AVAILABLE DATA:
━━━━

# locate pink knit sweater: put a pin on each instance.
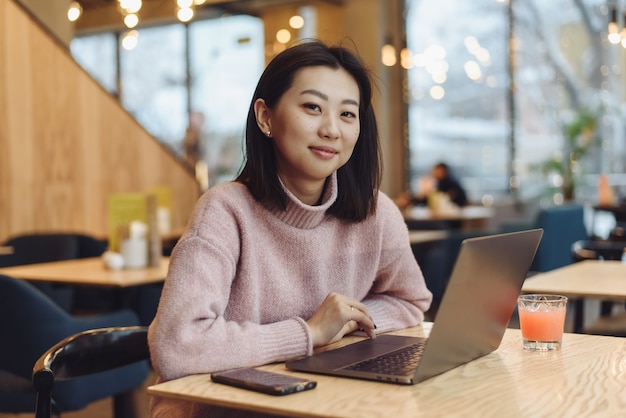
(243, 280)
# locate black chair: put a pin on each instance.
(87, 353)
(31, 323)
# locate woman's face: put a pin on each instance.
(314, 126)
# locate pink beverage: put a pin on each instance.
(542, 325)
(542, 319)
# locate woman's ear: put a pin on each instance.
(262, 114)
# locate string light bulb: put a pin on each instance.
(74, 11)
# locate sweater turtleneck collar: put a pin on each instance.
(300, 215)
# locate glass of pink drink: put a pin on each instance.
(542, 320)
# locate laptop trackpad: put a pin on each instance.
(362, 350)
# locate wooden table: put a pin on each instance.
(88, 271)
(586, 378)
(604, 280)
(421, 237)
(469, 217)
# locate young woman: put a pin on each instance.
(302, 248)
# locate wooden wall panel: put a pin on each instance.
(66, 144)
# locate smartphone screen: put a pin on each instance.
(263, 381)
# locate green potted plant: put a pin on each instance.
(580, 138)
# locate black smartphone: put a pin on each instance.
(263, 381)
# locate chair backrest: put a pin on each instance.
(30, 319)
(562, 225)
(31, 323)
(44, 247)
(86, 353)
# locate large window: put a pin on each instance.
(188, 85)
(499, 121)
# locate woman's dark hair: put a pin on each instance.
(359, 179)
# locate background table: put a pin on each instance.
(586, 378)
(468, 217)
(88, 271)
(604, 280)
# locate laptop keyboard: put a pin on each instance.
(400, 362)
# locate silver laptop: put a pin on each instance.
(470, 323)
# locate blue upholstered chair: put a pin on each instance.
(86, 353)
(30, 324)
(562, 225)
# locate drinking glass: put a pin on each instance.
(542, 320)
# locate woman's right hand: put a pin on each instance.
(337, 316)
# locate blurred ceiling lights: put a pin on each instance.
(129, 10)
(617, 19)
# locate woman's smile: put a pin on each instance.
(323, 152)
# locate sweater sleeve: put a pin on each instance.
(398, 297)
(191, 332)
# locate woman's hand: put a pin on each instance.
(337, 316)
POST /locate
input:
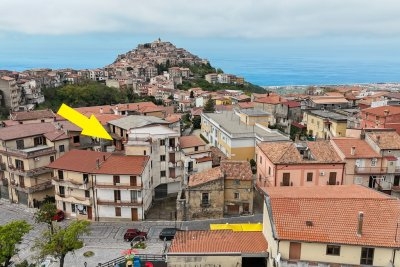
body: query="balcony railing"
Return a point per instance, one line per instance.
(119, 202)
(118, 186)
(36, 151)
(370, 170)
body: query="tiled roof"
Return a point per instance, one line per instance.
(387, 139)
(25, 130)
(287, 152)
(362, 148)
(32, 115)
(85, 161)
(329, 214)
(136, 121)
(380, 111)
(236, 169)
(205, 176)
(190, 141)
(219, 241)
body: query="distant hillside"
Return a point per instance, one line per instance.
(159, 56)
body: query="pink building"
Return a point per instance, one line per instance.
(387, 117)
(289, 164)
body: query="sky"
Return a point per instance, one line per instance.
(205, 28)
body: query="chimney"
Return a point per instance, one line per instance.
(386, 112)
(360, 223)
(353, 150)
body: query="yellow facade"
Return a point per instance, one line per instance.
(318, 127)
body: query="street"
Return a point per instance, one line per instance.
(106, 238)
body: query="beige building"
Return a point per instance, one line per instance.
(26, 150)
(224, 190)
(223, 248)
(101, 186)
(331, 226)
(233, 137)
(10, 93)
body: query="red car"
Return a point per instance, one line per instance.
(136, 234)
(59, 216)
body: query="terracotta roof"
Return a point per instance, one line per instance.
(25, 130)
(236, 169)
(271, 99)
(362, 148)
(32, 115)
(85, 161)
(190, 141)
(292, 104)
(219, 241)
(246, 105)
(205, 176)
(380, 111)
(287, 153)
(387, 139)
(329, 214)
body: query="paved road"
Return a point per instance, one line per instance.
(106, 238)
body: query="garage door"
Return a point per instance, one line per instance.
(233, 209)
(4, 192)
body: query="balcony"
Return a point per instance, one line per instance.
(117, 186)
(31, 152)
(370, 170)
(119, 202)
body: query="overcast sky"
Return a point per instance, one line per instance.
(207, 19)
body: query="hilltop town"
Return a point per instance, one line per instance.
(323, 164)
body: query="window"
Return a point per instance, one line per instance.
(333, 250)
(60, 175)
(373, 162)
(205, 200)
(85, 178)
(117, 195)
(118, 211)
(40, 140)
(116, 179)
(76, 139)
(19, 164)
(20, 143)
(61, 189)
(367, 256)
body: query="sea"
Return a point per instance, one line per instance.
(259, 63)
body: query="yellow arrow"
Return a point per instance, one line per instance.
(90, 126)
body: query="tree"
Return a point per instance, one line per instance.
(62, 241)
(10, 235)
(45, 214)
(196, 122)
(209, 106)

━━━━

YOUR TASK: Search the records for the word "yellow" and copy out every line that holds it.

SOLUTION BELOW:
body: query="yellow facade"
body: query="yellow arrow"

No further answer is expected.